(Location ID entries)
┌──
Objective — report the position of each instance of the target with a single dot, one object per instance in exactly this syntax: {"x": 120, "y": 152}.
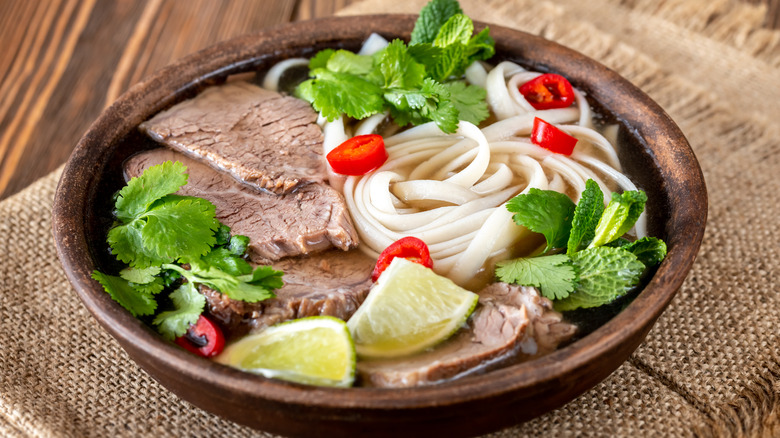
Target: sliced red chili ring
{"x": 203, "y": 338}
{"x": 410, "y": 248}
{"x": 548, "y": 91}
{"x": 358, "y": 155}
{"x": 551, "y": 138}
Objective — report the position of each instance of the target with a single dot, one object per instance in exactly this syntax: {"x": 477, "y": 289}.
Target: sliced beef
{"x": 313, "y": 218}
{"x": 263, "y": 138}
{"x": 331, "y": 283}
{"x": 509, "y": 322}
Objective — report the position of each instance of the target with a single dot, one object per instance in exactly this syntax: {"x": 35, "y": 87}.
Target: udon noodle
{"x": 450, "y": 190}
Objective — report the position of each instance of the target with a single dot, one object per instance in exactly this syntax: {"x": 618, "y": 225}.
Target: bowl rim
{"x": 76, "y": 188}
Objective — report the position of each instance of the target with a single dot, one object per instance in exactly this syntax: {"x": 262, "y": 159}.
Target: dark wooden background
{"x": 63, "y": 61}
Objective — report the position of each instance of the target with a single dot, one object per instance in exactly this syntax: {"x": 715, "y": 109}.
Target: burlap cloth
{"x": 710, "y": 366}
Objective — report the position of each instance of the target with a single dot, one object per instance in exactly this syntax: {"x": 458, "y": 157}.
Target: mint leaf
{"x": 141, "y": 192}
{"x": 554, "y": 275}
{"x": 469, "y": 100}
{"x": 544, "y": 211}
{"x": 333, "y": 93}
{"x": 604, "y": 274}
{"x": 586, "y": 217}
{"x": 649, "y": 250}
{"x": 179, "y": 227}
{"x": 188, "y": 304}
{"x": 227, "y": 261}
{"x": 619, "y": 216}
{"x": 432, "y": 17}
{"x": 136, "y": 302}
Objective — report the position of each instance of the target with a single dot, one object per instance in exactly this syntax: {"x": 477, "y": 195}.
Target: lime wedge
{"x": 409, "y": 309}
{"x": 317, "y": 351}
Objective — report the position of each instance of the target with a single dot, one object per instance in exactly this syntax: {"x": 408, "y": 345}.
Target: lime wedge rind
{"x": 316, "y": 350}
{"x": 409, "y": 309}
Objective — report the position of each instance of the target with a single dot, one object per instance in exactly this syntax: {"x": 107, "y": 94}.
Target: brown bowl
{"x": 655, "y": 154}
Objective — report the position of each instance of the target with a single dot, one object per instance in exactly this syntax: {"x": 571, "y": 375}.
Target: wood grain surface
{"x": 63, "y": 61}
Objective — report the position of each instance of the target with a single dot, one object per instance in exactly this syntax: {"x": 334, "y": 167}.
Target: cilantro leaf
{"x": 456, "y": 30}
{"x": 136, "y": 302}
{"x": 554, "y": 275}
{"x": 469, "y": 100}
{"x": 140, "y": 276}
{"x": 344, "y": 61}
{"x": 546, "y": 212}
{"x": 432, "y": 17}
{"x": 188, "y": 305}
{"x": 141, "y": 192}
{"x": 332, "y": 93}
{"x": 649, "y": 250}
{"x": 619, "y": 216}
{"x": 127, "y": 244}
{"x": 265, "y": 276}
{"x": 153, "y": 287}
{"x": 222, "y": 236}
{"x": 586, "y": 217}
{"x": 604, "y": 274}
{"x": 398, "y": 69}
{"x": 225, "y": 260}
{"x": 179, "y": 227}
{"x": 238, "y": 245}
{"x": 320, "y": 60}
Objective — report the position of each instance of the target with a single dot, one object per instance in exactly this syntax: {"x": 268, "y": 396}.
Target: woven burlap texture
{"x": 710, "y": 366}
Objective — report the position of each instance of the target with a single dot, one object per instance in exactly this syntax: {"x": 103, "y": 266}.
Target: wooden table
{"x": 63, "y": 61}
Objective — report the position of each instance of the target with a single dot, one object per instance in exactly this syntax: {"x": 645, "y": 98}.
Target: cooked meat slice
{"x": 504, "y": 327}
{"x": 331, "y": 283}
{"x": 313, "y": 218}
{"x": 261, "y": 137}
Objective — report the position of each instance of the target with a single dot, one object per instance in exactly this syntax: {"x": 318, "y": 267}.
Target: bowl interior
{"x": 654, "y": 154}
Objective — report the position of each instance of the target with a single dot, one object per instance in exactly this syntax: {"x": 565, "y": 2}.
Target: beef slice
{"x": 313, "y": 218}
{"x": 264, "y": 139}
{"x": 510, "y": 323}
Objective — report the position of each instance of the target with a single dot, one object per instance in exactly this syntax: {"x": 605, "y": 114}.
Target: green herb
{"x": 417, "y": 83}
{"x": 619, "y": 216}
{"x": 544, "y": 211}
{"x": 599, "y": 265}
{"x": 586, "y": 217}
{"x": 156, "y": 232}
{"x": 554, "y": 274}
{"x": 603, "y": 274}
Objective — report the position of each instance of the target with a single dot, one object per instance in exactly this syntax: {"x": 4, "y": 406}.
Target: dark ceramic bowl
{"x": 655, "y": 153}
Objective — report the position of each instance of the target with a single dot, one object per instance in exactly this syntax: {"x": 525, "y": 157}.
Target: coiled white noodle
{"x": 450, "y": 190}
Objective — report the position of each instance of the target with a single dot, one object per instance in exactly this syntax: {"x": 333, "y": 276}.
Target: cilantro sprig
{"x": 417, "y": 83}
{"x": 598, "y": 265}
{"x": 164, "y": 237}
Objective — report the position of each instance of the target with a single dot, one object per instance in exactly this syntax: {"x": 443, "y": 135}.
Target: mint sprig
{"x": 599, "y": 265}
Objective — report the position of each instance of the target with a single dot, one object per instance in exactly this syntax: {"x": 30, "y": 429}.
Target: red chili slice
{"x": 358, "y": 155}
{"x": 203, "y": 338}
{"x": 548, "y": 91}
{"x": 410, "y": 248}
{"x": 551, "y": 138}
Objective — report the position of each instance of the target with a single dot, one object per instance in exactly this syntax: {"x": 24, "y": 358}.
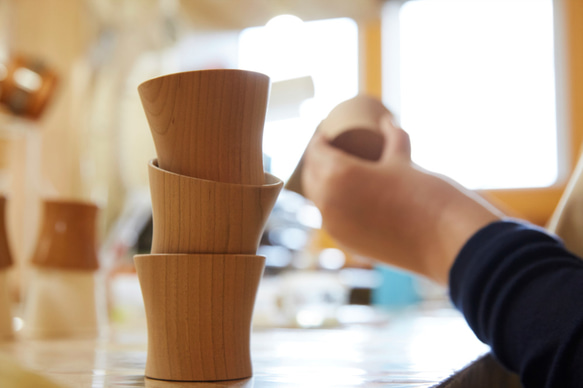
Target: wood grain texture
{"x": 199, "y": 310}
{"x": 354, "y": 127}
{"x": 209, "y": 124}
{"x": 193, "y": 215}
{"x": 5, "y": 255}
{"x": 67, "y": 236}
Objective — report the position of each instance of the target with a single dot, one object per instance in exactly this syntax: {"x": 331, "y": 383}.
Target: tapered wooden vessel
{"x": 199, "y": 309}
{"x": 6, "y": 331}
{"x": 67, "y": 238}
{"x": 192, "y": 215}
{"x": 5, "y": 255}
{"x": 62, "y": 299}
{"x": 353, "y": 126}
{"x": 61, "y": 303}
{"x": 209, "y": 124}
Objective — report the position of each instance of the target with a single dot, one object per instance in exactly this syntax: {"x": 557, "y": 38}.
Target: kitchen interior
{"x": 488, "y": 91}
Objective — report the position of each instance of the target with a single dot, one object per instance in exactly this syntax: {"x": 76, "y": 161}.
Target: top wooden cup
{"x": 208, "y": 124}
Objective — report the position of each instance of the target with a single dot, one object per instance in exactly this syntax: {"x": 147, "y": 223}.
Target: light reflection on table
{"x": 418, "y": 348}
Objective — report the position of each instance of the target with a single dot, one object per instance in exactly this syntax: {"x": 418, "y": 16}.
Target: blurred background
{"x": 489, "y": 90}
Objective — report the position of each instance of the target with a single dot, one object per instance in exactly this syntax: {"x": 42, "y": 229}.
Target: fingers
{"x": 324, "y": 167}
{"x": 397, "y": 142}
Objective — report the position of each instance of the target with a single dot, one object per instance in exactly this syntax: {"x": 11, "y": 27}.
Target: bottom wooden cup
{"x": 199, "y": 309}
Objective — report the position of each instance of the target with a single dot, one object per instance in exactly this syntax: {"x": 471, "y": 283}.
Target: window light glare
{"x": 284, "y": 22}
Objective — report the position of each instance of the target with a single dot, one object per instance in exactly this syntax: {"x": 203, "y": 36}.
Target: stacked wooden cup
{"x": 210, "y": 202}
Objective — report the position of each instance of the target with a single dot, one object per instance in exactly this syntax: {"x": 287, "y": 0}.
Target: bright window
{"x": 473, "y": 82}
{"x": 317, "y": 60}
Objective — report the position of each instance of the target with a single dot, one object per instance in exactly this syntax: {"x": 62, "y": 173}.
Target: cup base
{"x": 199, "y": 309}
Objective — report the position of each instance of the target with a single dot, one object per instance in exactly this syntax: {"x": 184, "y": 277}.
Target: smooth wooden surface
{"x": 209, "y": 124}
{"x": 67, "y": 236}
{"x": 61, "y": 304}
{"x": 354, "y": 127}
{"x": 5, "y": 255}
{"x": 199, "y": 310}
{"x": 5, "y": 307}
{"x": 193, "y": 215}
{"x": 414, "y": 349}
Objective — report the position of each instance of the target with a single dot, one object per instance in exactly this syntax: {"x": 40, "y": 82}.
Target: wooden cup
{"x": 199, "y": 309}
{"x": 6, "y": 331}
{"x": 67, "y": 237}
{"x": 5, "y": 256}
{"x": 192, "y": 215}
{"x": 209, "y": 124}
{"x": 62, "y": 303}
{"x": 354, "y": 127}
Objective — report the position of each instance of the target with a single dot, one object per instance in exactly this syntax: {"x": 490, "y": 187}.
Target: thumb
{"x": 397, "y": 143}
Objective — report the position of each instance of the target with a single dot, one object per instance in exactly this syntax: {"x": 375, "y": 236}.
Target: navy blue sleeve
{"x": 521, "y": 292}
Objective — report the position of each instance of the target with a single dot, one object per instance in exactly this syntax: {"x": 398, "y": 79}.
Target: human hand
{"x": 390, "y": 209}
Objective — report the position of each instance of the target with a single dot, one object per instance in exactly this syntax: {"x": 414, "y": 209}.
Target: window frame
{"x": 533, "y": 204}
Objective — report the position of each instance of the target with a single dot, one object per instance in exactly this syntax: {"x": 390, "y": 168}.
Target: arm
{"x": 392, "y": 210}
{"x": 517, "y": 286}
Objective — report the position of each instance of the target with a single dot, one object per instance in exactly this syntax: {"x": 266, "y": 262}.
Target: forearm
{"x": 520, "y": 291}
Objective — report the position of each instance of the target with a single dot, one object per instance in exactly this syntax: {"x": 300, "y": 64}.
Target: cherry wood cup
{"x": 209, "y": 124}
{"x": 199, "y": 309}
{"x": 192, "y": 215}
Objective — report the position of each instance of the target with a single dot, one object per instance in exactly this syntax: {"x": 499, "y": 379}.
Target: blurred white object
{"x": 311, "y": 299}
{"x": 63, "y": 303}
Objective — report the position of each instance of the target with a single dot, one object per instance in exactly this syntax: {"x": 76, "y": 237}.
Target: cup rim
{"x": 271, "y": 180}
{"x": 182, "y": 73}
{"x": 208, "y": 256}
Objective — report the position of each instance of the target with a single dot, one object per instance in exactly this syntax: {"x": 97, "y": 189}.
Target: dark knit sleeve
└──
_WORK INSTRUCTIONS_
Find every line in the rows that contains the word "dark" and copy each of those lines.

_ANSWER IN FULL_
Target: dark wooden background
Target: dark ceramic bowl
Target: dark knit sleeve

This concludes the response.